Work required: Show all lines containing "blurred" from the data below.

Available data:
* * *

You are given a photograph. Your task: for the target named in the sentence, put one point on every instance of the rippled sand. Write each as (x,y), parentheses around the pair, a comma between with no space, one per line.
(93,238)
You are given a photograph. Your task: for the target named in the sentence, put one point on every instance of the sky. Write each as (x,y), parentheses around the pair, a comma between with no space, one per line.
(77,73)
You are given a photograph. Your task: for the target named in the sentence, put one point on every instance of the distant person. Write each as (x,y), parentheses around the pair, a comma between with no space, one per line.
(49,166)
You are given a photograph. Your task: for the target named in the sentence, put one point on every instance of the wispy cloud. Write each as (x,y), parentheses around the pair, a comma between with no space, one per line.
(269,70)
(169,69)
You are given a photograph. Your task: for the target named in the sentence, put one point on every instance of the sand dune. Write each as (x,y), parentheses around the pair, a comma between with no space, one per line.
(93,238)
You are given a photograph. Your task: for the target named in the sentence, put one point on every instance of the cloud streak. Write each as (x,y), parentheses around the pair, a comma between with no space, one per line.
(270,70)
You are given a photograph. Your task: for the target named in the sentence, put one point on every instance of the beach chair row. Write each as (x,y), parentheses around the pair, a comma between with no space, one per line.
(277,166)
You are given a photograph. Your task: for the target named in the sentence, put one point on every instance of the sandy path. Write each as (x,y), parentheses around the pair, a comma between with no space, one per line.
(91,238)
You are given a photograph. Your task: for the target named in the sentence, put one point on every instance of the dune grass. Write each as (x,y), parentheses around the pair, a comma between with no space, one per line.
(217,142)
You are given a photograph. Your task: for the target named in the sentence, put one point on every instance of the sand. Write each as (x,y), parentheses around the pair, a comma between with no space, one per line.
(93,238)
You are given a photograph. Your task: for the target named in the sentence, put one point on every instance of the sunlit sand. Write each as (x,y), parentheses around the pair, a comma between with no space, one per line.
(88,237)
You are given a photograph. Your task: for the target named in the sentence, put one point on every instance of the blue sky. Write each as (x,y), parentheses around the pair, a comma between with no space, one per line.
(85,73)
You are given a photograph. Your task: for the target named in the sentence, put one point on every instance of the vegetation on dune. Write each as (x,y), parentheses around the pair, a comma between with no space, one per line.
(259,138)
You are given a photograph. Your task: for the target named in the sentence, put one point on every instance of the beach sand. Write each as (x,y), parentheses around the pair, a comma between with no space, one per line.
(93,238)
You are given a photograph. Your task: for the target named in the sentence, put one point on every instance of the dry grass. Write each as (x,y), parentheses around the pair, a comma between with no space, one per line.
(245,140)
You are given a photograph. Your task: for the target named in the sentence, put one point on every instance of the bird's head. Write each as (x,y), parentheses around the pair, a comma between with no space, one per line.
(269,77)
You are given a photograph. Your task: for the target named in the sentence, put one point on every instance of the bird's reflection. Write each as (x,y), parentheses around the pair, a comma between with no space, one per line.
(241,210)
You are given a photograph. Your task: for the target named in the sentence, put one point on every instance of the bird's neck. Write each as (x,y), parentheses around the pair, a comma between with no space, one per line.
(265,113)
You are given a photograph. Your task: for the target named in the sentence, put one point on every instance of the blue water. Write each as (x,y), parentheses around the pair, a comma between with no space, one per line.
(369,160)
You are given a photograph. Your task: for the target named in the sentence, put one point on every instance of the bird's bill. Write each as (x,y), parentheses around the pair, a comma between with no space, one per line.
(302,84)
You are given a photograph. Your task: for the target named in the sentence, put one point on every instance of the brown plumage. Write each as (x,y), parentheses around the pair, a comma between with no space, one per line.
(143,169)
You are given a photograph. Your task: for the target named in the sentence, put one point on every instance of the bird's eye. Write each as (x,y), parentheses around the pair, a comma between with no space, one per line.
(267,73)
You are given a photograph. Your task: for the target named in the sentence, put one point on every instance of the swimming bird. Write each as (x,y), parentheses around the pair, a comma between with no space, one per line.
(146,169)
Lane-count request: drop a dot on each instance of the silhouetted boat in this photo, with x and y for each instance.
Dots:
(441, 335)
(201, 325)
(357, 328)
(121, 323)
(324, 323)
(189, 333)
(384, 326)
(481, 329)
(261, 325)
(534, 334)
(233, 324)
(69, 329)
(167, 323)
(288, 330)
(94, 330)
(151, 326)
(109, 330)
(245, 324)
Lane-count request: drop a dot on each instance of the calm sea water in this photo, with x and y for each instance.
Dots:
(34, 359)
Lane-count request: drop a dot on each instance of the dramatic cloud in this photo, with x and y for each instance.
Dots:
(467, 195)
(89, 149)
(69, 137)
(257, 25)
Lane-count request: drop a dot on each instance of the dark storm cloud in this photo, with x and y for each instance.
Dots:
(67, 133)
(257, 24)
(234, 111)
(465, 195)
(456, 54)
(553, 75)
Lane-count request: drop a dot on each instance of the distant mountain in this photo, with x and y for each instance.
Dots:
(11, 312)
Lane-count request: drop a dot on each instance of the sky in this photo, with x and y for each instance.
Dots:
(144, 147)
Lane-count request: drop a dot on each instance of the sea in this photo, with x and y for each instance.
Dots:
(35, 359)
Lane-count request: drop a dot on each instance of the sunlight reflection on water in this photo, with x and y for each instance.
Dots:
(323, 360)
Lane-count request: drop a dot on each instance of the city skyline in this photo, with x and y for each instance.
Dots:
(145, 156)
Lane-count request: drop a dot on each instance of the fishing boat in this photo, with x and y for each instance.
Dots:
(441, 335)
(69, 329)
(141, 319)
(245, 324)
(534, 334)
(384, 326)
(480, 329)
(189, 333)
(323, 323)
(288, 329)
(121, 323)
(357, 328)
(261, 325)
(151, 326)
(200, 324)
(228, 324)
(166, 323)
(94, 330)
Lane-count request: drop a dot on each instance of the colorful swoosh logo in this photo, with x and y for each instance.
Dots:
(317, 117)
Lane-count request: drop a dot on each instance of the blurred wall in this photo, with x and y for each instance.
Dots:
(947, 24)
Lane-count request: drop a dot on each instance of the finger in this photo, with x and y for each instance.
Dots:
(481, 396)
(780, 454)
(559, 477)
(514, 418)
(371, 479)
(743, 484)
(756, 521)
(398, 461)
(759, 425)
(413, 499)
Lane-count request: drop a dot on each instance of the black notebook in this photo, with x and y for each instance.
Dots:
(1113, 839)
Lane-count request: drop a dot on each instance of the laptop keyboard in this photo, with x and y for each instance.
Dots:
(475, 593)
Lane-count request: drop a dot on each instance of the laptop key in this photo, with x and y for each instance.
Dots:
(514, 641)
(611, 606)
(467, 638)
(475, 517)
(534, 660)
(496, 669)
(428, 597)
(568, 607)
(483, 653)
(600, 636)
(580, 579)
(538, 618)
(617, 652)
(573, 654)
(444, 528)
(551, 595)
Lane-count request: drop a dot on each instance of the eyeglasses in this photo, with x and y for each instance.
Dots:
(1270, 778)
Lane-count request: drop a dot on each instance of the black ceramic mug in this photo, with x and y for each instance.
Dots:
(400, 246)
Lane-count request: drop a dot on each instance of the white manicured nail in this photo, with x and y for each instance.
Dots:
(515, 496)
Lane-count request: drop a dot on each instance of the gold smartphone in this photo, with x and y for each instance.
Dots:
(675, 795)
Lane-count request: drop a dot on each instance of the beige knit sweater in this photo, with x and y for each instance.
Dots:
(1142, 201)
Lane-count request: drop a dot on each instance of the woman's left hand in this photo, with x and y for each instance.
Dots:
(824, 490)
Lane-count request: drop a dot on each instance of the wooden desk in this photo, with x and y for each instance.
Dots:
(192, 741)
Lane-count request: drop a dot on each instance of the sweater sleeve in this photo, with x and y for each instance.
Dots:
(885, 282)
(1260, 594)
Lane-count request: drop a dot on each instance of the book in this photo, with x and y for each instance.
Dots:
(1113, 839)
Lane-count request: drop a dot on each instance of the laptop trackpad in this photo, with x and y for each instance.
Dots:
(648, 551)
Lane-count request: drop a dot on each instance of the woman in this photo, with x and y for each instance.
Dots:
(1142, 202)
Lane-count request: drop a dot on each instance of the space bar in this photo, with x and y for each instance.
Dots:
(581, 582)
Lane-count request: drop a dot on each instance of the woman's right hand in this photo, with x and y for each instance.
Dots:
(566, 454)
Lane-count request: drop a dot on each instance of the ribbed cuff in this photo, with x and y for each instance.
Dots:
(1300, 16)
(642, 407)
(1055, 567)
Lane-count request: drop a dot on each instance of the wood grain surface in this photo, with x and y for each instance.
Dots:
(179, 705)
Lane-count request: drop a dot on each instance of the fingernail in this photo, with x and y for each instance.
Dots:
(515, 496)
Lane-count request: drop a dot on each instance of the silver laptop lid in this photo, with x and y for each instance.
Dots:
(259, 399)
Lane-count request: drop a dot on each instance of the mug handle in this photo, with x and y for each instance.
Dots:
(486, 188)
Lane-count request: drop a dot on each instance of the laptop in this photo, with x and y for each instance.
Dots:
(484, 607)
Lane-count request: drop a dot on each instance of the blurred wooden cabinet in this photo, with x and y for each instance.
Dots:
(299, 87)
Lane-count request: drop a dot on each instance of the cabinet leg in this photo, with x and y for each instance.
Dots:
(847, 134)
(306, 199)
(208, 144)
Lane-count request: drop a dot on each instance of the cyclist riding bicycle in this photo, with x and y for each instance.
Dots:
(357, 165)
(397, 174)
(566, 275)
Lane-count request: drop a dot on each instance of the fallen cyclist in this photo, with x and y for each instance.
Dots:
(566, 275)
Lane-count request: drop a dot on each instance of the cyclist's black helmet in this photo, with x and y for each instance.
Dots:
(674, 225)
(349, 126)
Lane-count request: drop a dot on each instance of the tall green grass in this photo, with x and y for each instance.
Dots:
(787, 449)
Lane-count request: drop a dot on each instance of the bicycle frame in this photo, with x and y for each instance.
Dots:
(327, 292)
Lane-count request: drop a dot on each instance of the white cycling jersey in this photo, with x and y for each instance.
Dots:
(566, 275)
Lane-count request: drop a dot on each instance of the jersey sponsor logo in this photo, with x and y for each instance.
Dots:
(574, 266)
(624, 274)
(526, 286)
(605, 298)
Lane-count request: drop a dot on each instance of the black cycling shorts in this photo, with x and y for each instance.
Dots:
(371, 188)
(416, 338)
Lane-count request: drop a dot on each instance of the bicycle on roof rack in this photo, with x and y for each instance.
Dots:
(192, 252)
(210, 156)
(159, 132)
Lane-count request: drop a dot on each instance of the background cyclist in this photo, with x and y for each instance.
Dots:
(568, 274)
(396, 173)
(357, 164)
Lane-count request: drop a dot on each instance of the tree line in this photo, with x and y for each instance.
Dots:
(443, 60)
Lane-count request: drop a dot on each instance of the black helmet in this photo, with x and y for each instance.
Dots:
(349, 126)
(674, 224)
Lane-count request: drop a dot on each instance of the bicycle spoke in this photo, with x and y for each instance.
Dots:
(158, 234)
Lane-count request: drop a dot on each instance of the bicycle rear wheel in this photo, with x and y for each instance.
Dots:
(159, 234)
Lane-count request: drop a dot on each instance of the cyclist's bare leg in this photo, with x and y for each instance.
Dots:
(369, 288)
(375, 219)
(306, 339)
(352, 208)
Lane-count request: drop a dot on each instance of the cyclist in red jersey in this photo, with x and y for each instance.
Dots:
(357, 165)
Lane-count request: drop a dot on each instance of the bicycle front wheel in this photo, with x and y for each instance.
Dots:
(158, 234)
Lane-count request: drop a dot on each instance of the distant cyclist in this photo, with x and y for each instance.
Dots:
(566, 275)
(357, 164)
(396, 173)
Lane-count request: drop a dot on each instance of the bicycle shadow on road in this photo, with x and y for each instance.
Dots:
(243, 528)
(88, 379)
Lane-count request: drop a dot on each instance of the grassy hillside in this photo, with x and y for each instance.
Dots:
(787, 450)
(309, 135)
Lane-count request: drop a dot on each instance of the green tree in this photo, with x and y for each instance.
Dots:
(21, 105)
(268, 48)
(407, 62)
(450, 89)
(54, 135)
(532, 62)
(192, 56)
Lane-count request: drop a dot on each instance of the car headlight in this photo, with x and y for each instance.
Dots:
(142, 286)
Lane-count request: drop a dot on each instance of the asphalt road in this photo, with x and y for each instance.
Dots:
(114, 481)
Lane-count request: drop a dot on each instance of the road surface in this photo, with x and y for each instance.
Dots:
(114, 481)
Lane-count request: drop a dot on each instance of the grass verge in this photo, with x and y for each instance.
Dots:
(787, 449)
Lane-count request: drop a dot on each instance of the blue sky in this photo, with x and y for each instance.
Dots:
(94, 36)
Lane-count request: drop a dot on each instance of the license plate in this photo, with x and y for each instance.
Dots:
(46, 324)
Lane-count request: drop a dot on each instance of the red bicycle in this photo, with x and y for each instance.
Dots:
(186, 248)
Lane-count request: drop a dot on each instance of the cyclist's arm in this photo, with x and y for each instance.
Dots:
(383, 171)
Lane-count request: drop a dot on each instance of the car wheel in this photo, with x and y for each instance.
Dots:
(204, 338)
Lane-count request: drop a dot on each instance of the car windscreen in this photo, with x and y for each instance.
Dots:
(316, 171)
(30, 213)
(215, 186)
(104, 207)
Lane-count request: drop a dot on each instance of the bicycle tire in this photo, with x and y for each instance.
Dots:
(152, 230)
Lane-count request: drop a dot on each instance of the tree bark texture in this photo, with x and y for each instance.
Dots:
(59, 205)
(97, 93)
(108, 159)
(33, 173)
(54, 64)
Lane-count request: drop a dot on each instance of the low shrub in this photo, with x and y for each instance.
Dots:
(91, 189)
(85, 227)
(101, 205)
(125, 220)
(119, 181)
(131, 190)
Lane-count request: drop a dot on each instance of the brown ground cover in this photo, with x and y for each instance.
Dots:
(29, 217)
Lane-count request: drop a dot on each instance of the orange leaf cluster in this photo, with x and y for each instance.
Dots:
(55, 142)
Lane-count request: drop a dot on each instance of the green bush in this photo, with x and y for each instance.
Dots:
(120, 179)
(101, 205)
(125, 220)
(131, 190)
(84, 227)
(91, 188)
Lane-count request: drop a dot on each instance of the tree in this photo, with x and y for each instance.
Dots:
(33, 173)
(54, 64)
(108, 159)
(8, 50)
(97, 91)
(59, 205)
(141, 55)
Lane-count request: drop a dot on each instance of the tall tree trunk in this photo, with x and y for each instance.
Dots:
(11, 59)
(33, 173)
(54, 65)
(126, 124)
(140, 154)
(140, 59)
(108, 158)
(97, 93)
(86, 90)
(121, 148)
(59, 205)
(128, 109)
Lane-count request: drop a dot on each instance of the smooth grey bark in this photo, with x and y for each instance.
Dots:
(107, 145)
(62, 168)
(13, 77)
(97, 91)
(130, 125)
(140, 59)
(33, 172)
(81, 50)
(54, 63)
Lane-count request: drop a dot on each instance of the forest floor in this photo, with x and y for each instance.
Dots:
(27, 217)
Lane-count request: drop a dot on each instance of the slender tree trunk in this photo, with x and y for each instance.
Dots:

* * *

Your response:
Lane-count request: drop a dot on each instance of the blurred wall in this photo, with x and y for each instance.
Lane-count request: drop a dot on each instance of the blurred wooden cabinet in this photo, with x and y for each instance.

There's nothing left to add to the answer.